Task goal - Please copy out the lines from the one containing "Trace the outline of every instance of the roof" through the end of the items, both included, and reproduce them without any changes.

Task input -
►

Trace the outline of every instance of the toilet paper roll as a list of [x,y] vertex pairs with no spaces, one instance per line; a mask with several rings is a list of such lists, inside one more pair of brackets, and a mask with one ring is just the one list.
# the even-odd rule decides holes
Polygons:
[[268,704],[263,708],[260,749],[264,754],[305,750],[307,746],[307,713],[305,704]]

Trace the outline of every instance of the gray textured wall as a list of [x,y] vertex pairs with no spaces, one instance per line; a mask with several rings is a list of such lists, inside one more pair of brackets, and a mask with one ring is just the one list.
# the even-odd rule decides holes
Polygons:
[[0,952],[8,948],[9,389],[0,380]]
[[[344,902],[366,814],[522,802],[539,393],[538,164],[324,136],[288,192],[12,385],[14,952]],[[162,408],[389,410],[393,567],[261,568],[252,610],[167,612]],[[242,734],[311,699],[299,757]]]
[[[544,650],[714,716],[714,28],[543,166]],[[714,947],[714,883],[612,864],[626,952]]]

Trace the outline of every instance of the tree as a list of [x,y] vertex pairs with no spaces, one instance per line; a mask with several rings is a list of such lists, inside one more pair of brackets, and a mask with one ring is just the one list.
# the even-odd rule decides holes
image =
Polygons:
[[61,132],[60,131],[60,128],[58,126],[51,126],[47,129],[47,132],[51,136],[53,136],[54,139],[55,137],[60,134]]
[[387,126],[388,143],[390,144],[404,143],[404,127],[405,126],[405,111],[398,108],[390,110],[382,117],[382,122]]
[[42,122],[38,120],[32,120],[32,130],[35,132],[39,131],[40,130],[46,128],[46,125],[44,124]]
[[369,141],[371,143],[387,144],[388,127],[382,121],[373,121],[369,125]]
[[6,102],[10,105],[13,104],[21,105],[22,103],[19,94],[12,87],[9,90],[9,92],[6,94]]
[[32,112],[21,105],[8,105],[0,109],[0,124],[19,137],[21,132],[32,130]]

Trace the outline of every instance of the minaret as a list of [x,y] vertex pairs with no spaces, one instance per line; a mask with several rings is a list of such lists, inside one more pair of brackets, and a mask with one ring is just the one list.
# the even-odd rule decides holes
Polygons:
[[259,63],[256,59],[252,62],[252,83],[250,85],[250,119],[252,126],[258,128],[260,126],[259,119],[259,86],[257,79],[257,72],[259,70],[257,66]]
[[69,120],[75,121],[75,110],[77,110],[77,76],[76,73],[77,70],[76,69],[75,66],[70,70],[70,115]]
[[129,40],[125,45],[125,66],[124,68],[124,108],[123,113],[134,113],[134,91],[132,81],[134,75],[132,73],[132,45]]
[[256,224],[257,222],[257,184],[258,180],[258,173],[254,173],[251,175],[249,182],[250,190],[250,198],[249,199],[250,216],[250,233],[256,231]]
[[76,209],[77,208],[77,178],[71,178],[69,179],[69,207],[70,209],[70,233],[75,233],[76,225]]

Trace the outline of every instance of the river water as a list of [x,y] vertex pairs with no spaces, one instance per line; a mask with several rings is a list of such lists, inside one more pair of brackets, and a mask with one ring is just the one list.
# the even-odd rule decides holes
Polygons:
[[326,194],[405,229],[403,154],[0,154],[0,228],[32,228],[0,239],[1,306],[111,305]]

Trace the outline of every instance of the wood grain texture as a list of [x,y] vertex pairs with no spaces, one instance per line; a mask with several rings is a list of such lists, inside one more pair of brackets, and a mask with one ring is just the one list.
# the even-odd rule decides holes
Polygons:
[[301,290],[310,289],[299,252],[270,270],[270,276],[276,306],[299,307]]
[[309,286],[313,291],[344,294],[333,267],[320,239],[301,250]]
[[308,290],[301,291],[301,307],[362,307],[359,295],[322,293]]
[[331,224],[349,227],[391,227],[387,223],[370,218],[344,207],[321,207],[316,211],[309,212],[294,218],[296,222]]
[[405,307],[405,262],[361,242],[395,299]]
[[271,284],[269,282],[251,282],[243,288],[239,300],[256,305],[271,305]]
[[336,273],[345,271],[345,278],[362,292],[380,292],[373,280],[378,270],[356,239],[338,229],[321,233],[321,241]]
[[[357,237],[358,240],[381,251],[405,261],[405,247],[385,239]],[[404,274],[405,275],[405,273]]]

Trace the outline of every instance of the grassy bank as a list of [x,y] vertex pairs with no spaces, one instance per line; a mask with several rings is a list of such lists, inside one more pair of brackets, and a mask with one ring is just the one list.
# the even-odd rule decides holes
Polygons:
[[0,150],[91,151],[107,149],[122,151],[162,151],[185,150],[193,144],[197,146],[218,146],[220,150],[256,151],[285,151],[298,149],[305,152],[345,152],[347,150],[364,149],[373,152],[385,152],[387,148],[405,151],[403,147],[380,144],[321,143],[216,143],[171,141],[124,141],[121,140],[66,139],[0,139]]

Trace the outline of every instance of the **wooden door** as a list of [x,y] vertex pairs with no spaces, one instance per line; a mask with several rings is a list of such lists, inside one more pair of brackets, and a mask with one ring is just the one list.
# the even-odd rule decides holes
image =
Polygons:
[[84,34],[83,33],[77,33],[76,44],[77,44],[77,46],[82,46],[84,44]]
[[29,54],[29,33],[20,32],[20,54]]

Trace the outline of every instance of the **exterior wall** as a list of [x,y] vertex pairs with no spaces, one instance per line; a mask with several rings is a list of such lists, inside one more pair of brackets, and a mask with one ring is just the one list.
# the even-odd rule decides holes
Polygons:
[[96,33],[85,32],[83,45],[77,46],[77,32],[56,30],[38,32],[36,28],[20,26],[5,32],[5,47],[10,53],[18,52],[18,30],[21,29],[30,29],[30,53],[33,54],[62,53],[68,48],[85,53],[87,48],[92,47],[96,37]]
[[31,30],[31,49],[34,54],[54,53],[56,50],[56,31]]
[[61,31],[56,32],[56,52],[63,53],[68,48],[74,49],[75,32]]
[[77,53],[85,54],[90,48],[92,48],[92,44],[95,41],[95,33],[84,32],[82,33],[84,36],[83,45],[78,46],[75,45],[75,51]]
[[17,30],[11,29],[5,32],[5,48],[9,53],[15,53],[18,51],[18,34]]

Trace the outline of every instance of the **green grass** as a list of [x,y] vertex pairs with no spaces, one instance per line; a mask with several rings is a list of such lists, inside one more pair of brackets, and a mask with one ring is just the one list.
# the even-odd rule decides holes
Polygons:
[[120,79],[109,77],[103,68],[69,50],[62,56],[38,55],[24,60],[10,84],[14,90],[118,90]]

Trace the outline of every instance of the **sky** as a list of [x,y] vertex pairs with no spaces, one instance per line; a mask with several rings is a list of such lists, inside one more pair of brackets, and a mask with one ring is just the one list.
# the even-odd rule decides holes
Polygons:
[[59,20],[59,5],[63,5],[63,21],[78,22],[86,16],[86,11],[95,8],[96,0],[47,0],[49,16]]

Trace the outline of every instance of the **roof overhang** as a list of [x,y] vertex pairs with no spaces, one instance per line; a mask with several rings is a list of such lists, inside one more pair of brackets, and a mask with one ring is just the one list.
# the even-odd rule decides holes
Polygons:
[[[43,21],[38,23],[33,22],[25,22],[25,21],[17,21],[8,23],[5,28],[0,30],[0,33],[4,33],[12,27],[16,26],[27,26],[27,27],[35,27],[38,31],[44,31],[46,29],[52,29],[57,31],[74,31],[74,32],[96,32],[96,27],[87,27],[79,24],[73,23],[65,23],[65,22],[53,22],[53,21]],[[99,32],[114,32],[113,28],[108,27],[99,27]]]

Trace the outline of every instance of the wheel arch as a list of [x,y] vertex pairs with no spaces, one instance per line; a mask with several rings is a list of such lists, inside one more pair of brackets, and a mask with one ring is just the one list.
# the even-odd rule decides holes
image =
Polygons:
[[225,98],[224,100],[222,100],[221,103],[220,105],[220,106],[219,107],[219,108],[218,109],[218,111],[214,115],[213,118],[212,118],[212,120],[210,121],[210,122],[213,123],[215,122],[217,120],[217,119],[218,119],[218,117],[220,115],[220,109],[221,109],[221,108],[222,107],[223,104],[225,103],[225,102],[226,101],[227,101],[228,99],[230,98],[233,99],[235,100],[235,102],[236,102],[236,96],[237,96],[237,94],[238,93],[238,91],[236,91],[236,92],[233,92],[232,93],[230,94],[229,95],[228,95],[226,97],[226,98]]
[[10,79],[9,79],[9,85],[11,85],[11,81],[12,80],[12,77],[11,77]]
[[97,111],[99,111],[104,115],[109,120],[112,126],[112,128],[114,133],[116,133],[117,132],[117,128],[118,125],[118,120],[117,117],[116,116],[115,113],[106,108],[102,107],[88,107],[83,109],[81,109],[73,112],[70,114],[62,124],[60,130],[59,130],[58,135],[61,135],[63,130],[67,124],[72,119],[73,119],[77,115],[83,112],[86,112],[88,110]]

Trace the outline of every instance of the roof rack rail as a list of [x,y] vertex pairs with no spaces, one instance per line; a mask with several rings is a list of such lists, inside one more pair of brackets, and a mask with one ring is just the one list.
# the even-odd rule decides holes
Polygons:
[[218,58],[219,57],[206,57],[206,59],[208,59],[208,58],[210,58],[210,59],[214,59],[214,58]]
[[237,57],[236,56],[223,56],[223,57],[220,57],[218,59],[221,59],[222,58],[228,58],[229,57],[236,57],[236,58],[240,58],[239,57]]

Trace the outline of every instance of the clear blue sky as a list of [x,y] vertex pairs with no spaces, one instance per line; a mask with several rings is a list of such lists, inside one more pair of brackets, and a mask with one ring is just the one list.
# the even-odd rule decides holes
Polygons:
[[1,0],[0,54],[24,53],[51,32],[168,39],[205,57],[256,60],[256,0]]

◄

Solution for this problem -
Trace the outline of every instance of the roof rack rail as a list of [x,y] vertex pairs with no spaces, one instance per line; a mask with several rings is a list of such lists, inside one more pair of brackets, and a mask with one ring is just the one list.
# the even-odd rule decides holes
Polygons:
[[218,58],[219,57],[206,57],[206,59],[208,59],[208,58],[210,58],[210,59],[214,59],[214,58]]
[[237,57],[236,56],[223,56],[223,57],[220,57],[218,59],[221,59],[222,58],[228,58],[229,57],[236,57],[236,58],[240,58],[239,57]]

Trace the outline of every instance of the clear blue sky as a list of [x,y] vertex pairs with no spaces, one instance per line; a mask with several rings is a list of such lists, inside one more pair of brackets, and a mask with one ring is just the one list.
# the even-odd rule decides holes
Polygons:
[[1,0],[0,54],[24,53],[51,32],[168,39],[205,57],[256,60],[256,0]]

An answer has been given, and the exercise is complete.